▶ Stated problem
Return the listing below word for word, reproducing every line from first to last without any change.

▶ Data to use
________

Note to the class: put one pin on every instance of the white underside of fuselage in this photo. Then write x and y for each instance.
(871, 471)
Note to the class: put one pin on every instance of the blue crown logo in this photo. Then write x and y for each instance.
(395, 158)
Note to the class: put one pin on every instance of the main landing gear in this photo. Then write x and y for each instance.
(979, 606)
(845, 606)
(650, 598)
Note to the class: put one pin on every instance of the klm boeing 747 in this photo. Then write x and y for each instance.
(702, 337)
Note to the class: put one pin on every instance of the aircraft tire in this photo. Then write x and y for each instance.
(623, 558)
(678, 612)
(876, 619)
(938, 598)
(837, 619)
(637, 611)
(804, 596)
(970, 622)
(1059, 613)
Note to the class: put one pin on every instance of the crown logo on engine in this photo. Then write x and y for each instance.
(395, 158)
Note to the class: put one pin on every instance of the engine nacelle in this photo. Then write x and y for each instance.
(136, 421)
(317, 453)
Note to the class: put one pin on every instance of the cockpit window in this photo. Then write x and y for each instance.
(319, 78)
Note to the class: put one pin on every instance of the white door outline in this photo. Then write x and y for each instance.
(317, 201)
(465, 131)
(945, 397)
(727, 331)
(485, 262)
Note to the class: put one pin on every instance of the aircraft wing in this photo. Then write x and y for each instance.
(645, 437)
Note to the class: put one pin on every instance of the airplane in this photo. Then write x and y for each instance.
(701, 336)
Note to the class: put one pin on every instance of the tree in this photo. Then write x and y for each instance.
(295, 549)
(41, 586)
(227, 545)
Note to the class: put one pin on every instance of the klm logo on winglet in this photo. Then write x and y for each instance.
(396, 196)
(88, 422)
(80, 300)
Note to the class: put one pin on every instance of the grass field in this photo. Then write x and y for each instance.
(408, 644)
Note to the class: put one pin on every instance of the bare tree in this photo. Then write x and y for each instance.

________

▶ Correct result
Note to the class: put one pin on every instance of the white underside of fuselage in this photo. Then write x and y for each instance.
(871, 471)
Note to the class: put one pin on every instance of the blue crown logo in this photo. Then write x and y for each instance.
(395, 158)
Note to the class: put one pin on every instance of the main landing gear in this photo. Then write x and y for each instance.
(979, 606)
(845, 606)
(650, 598)
Note to the class: put one pin on every instance of the klm boeing 747 in this photo. Then write x and y for each instance.
(702, 337)
Note to the class: put one pin on every instance of the aircraft tire in this photo. Then write x and y for each instance.
(623, 558)
(678, 612)
(876, 619)
(938, 598)
(837, 619)
(637, 611)
(804, 596)
(970, 622)
(1059, 613)
Note to the class: put one pin on every instance of the crown logo on engine in this photo. Then write x and y for each instance.
(395, 158)
Note to the class: put one pin on every instance of the engine nacelle in this photo. Then write x and y for each instance.
(136, 421)
(317, 453)
Note to the class: put one pin on every instance of the cockpit window in this photo. Then write x and y for each instance.
(319, 78)
Note to the class: put one pin on every instance of the white door outline in this photo. Then write x and y for each instance.
(317, 201)
(465, 131)
(945, 397)
(727, 331)
(485, 262)
Note to the class: put one pin on every instance of the aircraft wing in this photo. Then write x and y for each instance.
(645, 437)
Note to the class: put one pin on every instance of the airplane in this photo. Then write x and y for each instance.
(701, 336)
Note to the class: put one pin on every instance of the tree in this photo. Then write x and y for each instance.
(295, 549)
(41, 586)
(227, 545)
Note to the class: put one pin on every instance of the klm logo on winglet in this photo. Then write x and y for each instance.
(396, 196)
(88, 422)
(80, 300)
Note to the class: put one pin on every instance of the grass field in this photo. Then write x and y for each instance.
(408, 644)
Note to the class: put one pin on every instance of the bare tree in this photo. Then write x and y for each instance.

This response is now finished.